* CONSIGNE *
Dans le texte sur l'éthique dans les établissements de santé, réécrivez le passage qui va de "En effet, les" jusqu'à "de façon inégale.", en mettant "participants" à la place de "répondants".

La fréquence à laquelle ces personnes doivent faire face à des problèmes éthiques est variable : 7 % toutes les semaines, 32.4 % tous les mois, 43,7 % environ une fois par an et 15.5 % moins souvent.
En effet, les grands établissements de santé, comme les CHU, concentrent davantage de situations complexes (notamment d’un point de vue médical) qu’une structure médico-sociale, et avec une densité de patients plus importante.
Toutefois, 60.6 % des répondants estiment que les personnels de leur structure ne sont pas en mesure d’identifier clairement une situation, voire une problématique éthique. Plus de 46 % d’entre eux pensent même que ces personnels ne sont pas du tout formés à la réflexion éthique ; 35 % pensent qu’ils sont formés, mais pas suffisamment et 18 % de façon inégale.
Ces résultats révèlent donc, de manière très marquée, le manque de formation et de sensibilisation à l’éthique dans les établissements de santé de Guadeloupe et des Îles du Nord.
Les questionnements en lien avec le référent éthique et ses missions font également état d’une problématique récurrente : le bénévolat. Animer une instance de réflexion éthique, sans temps dédié, sur la base du volontariat, est un véritable frein à l’éthique. En effet, le risque est grand de voir ces personnels s’essouffler au fil des ans, notamment par manque de temps pour accomplir leur tâche et de reconnaissance par leur hiérarchie.
Obligation légale
La seconde partie de l’enquête ne s’adresse qu’aux établissements disposant déjà d’une instance de réflexion éthique fonctionnelle ou ayant un projet de restructuration de leur instance existante ou un projet de création. À ce jour, en Guadeloupe et dans les Îles du Nord, deux structures en sont pourvues, seize autres sont en cours de création ou de restructuration, alors même que l’organisation de la démarche de réflexion éthique est une obligation légale depuis 2002 (article L6111-1 de la loi n°2002-303 du 4 mars 2002 relative aux droits des malades et à la qualité du système de santé).

* DONNÉES FOURNIES *
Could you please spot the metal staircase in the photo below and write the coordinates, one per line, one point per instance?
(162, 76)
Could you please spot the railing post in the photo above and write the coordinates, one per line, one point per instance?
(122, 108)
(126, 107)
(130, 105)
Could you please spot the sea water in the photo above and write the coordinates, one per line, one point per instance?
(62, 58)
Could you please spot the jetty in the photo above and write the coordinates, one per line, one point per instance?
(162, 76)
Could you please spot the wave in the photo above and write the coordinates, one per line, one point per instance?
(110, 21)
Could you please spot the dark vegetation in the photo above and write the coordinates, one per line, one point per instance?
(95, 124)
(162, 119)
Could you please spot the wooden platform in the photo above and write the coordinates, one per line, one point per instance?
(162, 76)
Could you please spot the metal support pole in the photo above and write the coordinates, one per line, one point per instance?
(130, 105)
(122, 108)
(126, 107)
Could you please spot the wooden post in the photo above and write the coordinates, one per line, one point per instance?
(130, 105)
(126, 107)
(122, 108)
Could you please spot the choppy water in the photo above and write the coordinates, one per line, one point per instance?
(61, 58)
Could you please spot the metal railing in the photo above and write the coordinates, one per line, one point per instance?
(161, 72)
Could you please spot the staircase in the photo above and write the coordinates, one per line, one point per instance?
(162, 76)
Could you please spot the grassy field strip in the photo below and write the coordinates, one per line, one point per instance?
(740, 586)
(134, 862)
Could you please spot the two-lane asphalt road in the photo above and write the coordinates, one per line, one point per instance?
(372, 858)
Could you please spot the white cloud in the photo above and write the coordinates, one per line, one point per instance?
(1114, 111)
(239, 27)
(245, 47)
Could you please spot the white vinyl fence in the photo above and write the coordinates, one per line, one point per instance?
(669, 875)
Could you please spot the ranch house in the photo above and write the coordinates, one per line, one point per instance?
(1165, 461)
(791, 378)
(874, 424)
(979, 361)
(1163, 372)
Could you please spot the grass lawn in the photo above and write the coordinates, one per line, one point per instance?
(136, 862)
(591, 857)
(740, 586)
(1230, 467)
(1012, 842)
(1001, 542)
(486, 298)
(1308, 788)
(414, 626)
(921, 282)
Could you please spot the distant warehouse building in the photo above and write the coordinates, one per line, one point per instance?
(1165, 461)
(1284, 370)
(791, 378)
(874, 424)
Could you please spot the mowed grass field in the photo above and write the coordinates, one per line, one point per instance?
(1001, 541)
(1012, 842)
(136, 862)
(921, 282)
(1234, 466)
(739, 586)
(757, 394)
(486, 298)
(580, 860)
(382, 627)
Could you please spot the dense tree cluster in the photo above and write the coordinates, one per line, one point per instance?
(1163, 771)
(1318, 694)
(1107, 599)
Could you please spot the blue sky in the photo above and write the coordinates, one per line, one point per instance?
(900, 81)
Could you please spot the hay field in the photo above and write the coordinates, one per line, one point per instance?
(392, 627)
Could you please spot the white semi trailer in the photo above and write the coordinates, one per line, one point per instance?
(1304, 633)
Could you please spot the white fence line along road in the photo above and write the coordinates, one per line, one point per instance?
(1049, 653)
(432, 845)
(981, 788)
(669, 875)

* RÉPONSE FINALE *
En effet, les grands établissements de santé, comme les CHU, concentrent davantage de situations complexes (notamment d’un point de vue médical) qu’une structure médico-sociale, et avec une densité de patients plus importante.
Toutefois, 60.6 % des participants estiment que les personnels de leur structure ne sont pas en mesure d’identifier clairement une situation, voire une problématique éthique. Plus de 46 % d’entre eux pensent même que ces personnels ne sont pas du tout formés à la réflexion éthique ; 35 % pensent qu’ils sont formés, mais pas suffisamment et 18 % de façon inégale.